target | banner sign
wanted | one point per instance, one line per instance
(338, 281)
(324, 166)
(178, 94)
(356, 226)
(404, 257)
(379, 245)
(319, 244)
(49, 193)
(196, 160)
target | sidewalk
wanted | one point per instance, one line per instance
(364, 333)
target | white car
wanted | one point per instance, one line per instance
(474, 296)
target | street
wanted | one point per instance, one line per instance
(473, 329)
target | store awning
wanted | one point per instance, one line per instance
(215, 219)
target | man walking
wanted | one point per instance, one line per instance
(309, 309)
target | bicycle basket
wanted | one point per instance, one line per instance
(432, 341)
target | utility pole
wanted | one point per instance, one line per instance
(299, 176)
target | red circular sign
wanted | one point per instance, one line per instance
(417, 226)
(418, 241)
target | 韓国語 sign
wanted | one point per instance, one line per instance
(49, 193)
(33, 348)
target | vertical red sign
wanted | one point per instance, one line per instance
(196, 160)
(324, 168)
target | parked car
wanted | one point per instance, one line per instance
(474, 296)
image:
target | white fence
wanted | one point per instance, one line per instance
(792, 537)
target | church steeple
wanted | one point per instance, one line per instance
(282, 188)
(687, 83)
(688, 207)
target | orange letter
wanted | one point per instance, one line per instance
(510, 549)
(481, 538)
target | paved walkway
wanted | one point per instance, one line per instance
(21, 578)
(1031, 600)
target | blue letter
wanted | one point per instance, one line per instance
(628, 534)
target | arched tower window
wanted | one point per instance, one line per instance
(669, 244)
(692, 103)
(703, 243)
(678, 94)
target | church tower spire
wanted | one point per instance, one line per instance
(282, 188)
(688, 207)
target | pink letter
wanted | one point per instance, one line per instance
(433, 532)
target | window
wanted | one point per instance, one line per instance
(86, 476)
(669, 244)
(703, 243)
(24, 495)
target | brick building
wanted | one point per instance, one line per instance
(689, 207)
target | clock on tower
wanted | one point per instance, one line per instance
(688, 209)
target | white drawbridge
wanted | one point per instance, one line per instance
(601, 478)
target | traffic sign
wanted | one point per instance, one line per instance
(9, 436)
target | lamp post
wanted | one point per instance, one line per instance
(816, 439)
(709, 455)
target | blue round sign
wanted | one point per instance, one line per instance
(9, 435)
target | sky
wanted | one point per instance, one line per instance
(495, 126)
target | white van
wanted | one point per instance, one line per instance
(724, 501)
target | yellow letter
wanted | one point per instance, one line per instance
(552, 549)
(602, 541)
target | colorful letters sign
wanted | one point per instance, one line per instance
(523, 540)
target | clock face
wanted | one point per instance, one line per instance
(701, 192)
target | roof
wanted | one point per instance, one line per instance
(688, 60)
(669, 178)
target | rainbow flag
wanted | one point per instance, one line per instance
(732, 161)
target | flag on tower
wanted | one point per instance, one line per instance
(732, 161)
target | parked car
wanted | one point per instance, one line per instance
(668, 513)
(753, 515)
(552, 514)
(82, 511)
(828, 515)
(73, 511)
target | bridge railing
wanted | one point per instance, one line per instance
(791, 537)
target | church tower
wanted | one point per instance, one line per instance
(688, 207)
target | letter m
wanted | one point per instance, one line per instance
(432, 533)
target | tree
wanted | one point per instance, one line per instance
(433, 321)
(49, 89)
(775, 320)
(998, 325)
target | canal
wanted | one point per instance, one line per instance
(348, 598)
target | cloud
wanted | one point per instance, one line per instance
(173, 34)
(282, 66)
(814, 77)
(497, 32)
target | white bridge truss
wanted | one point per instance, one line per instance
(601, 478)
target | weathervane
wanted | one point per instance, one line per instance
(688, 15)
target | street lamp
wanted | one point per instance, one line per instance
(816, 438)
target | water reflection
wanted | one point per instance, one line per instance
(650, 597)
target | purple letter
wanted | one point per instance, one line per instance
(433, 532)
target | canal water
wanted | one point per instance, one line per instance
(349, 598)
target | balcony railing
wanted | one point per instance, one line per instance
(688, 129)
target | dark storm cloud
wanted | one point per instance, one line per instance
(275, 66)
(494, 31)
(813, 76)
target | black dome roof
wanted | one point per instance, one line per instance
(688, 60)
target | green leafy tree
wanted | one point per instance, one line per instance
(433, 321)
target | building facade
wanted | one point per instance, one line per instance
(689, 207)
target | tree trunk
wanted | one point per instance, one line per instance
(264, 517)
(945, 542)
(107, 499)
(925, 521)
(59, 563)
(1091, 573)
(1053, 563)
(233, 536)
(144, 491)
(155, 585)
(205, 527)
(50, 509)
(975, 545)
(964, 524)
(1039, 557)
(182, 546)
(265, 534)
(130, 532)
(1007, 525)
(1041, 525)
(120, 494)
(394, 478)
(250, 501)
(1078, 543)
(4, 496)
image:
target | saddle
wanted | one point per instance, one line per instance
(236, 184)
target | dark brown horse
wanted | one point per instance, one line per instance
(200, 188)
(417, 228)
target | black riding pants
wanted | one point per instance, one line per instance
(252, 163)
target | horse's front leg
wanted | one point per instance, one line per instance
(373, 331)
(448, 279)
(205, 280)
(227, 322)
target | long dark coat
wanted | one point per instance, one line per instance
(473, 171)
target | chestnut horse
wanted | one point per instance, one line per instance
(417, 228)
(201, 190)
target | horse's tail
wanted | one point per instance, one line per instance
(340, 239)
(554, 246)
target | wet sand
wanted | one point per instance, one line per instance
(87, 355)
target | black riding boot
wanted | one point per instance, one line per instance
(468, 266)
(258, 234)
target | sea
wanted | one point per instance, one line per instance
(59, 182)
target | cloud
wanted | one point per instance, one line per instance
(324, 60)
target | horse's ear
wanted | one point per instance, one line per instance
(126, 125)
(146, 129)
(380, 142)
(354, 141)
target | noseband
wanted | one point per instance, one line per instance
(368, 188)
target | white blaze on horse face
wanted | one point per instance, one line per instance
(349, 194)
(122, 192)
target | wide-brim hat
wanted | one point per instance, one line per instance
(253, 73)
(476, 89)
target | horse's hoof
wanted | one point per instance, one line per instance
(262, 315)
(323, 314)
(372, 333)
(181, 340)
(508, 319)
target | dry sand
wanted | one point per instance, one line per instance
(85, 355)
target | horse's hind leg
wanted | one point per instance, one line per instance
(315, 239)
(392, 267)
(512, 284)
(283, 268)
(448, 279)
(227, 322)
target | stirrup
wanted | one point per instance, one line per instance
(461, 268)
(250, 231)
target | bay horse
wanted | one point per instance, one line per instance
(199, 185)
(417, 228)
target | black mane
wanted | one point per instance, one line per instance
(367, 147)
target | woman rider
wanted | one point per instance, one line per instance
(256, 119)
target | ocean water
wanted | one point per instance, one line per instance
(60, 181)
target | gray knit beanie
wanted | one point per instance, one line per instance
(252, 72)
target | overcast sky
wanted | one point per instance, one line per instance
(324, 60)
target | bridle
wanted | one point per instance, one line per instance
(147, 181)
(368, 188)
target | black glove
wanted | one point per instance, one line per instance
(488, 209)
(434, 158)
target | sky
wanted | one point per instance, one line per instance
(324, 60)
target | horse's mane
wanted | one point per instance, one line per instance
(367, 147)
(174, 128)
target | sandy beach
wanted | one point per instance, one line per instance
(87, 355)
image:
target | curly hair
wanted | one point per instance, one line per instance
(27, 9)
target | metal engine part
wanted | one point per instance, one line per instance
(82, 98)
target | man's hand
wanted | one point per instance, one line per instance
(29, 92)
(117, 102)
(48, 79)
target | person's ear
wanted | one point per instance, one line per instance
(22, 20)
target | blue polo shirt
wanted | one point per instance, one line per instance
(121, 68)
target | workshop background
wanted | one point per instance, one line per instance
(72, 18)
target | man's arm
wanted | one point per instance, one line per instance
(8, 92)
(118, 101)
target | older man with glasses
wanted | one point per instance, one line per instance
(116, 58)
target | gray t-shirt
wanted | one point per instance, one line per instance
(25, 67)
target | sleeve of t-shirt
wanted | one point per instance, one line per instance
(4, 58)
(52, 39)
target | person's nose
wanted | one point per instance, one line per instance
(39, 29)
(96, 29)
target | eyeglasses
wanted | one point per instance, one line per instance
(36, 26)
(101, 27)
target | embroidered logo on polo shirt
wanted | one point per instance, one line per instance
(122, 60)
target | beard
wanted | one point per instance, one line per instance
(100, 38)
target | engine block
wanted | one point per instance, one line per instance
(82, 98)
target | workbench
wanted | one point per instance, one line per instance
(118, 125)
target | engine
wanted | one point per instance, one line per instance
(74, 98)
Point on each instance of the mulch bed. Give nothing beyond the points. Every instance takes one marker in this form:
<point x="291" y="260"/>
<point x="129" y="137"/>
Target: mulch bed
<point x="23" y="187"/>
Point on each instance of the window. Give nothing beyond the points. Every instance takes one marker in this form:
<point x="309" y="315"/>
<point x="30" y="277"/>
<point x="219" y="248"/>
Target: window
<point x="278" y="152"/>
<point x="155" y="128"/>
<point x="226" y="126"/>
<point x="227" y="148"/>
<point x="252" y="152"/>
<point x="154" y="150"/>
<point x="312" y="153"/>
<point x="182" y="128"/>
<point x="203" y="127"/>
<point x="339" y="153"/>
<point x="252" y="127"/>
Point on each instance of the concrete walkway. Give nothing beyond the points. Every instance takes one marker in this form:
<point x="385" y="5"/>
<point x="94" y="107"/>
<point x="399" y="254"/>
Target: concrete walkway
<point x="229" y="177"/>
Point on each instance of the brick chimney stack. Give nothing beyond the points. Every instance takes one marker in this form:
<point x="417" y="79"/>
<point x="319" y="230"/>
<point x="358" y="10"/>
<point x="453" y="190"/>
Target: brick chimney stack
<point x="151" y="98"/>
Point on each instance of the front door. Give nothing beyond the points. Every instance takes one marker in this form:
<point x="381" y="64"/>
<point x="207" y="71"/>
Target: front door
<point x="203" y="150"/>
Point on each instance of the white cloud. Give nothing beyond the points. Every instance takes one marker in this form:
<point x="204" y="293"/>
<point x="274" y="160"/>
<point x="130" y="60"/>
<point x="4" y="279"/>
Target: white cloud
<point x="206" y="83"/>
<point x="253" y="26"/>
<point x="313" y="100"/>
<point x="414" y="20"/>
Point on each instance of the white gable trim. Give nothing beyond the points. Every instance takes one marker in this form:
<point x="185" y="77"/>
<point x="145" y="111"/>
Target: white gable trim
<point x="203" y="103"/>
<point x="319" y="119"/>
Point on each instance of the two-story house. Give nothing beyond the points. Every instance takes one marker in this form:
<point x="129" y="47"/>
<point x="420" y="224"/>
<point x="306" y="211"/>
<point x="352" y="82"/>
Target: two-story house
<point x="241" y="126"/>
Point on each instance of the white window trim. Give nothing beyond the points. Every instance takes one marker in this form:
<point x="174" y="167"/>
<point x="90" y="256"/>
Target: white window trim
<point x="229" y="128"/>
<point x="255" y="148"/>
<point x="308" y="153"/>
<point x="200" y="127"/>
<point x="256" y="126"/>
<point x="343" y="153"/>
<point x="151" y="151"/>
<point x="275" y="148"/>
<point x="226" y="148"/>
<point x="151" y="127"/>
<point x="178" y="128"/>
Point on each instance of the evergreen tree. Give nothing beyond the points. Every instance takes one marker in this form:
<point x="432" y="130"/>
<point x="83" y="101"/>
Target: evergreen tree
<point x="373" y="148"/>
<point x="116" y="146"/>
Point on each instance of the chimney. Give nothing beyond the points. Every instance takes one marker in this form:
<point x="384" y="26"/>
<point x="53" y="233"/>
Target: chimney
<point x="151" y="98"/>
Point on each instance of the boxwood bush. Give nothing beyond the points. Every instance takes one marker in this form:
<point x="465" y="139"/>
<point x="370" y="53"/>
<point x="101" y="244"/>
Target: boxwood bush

============================================================

Your objective
Repeat the entries starting at the line containing "target | red circular sign" and ending at the line containing "(1031, 600)", both included, with no changes.

Exercise response
target | red circular sign
wanted | one point per instance, one line per instance
(417, 226)
(418, 241)
target | 韓国語 sign
wanted | one point per instance, one line per instance
(49, 193)
(33, 348)
target | vertical red sign
wanted | one point per instance, one line per instance
(196, 160)
(324, 168)
target | parked car
wanted | one point per instance, one line per instance
(474, 296)
image:
target | white fence
wanted | one point per instance, one line per instance
(792, 537)
target | church steeple
wanted | one point per instance, one line per instance
(282, 188)
(687, 83)
(688, 207)
target | orange letter
wanted | one point per instance, one line per instance
(510, 549)
(481, 538)
target | paved walkway
wanted | one point per instance, one line per instance
(21, 578)
(1031, 600)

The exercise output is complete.